** Start of Stored rows **

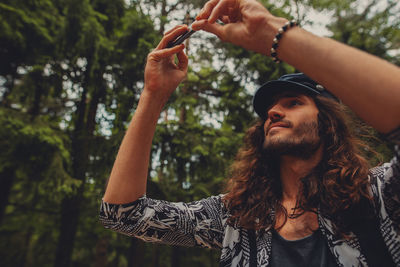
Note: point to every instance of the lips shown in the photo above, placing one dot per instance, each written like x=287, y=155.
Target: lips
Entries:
x=278, y=124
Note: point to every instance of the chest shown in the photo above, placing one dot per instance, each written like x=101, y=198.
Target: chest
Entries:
x=296, y=228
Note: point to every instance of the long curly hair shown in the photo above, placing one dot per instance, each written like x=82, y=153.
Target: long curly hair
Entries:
x=336, y=187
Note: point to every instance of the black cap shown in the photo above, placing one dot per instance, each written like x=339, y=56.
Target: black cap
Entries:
x=290, y=82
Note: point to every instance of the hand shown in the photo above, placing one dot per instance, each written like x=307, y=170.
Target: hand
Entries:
x=246, y=23
x=162, y=75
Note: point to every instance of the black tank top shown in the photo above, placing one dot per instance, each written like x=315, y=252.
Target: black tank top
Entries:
x=310, y=251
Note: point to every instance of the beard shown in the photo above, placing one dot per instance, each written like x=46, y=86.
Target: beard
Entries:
x=302, y=143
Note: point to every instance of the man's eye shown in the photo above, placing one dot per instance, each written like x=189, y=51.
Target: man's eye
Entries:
x=294, y=103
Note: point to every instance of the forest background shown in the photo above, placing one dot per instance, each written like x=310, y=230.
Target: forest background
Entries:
x=71, y=73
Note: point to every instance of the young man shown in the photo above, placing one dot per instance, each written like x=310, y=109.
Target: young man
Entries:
x=300, y=193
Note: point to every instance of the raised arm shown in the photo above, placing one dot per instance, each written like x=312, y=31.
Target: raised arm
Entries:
x=129, y=174
x=368, y=85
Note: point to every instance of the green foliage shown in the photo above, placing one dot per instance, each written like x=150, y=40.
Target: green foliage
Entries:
x=71, y=76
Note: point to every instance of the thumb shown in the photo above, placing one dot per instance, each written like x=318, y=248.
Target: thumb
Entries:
x=214, y=28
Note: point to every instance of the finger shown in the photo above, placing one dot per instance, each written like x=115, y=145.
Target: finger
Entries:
x=221, y=9
x=182, y=60
x=225, y=19
x=158, y=55
x=215, y=28
x=172, y=35
x=206, y=11
x=171, y=30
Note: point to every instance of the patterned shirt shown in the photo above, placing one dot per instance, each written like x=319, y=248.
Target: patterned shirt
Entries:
x=204, y=222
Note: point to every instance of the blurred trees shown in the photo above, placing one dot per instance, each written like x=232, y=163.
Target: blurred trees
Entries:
x=71, y=74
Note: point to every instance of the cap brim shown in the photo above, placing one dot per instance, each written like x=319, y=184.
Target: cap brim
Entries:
x=264, y=96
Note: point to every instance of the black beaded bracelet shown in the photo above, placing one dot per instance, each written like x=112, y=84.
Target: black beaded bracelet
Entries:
x=278, y=36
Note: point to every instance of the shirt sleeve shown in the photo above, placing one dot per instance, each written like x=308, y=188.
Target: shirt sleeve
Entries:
x=199, y=223
x=385, y=181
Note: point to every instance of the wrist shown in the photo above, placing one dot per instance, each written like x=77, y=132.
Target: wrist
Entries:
x=273, y=24
x=152, y=101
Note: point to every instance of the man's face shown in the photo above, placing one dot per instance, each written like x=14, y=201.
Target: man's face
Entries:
x=291, y=127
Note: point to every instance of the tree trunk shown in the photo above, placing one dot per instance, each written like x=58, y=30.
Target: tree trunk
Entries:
x=6, y=182
x=70, y=207
x=175, y=260
x=136, y=253
x=101, y=253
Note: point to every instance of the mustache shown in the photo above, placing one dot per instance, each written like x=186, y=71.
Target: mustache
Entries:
x=283, y=123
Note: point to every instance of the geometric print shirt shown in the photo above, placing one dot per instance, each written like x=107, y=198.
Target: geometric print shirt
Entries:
x=203, y=223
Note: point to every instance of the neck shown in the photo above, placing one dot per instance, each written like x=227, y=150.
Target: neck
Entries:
x=292, y=169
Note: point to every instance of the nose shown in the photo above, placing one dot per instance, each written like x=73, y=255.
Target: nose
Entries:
x=275, y=113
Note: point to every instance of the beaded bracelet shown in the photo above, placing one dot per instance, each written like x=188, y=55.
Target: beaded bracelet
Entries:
x=278, y=36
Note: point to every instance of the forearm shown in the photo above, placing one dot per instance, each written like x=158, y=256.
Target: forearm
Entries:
x=368, y=85
x=129, y=174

** End of Stored rows **

### What is being asked:
Please present the lines from the first one above through the line with "x=290, y=82" as a numbered list, skipping blank lines and leaving the pictures out.

### Solution to this exercise:
1. Note: point to every instance of the lips shown in the photo above, placing one dot per instance, each written like x=287, y=155.
2. Target: lips
3. Entries:
4. x=278, y=124
5. Note: point to every instance of the chest shown in the photo above, placing one dot per instance, each written like x=101, y=198.
6. Target: chest
7. Entries:
8. x=296, y=228
9. Note: point to every instance of the long curly hair shown in the photo above, placing one dot per instance, each written like x=82, y=153.
10. Target: long curly hair
11. Entries:
12. x=336, y=187
13. Note: point to every instance of the black cap shown in the photo above, placing one dot per instance, each written like x=339, y=56.
14. Target: black cap
15. Entries:
16. x=290, y=82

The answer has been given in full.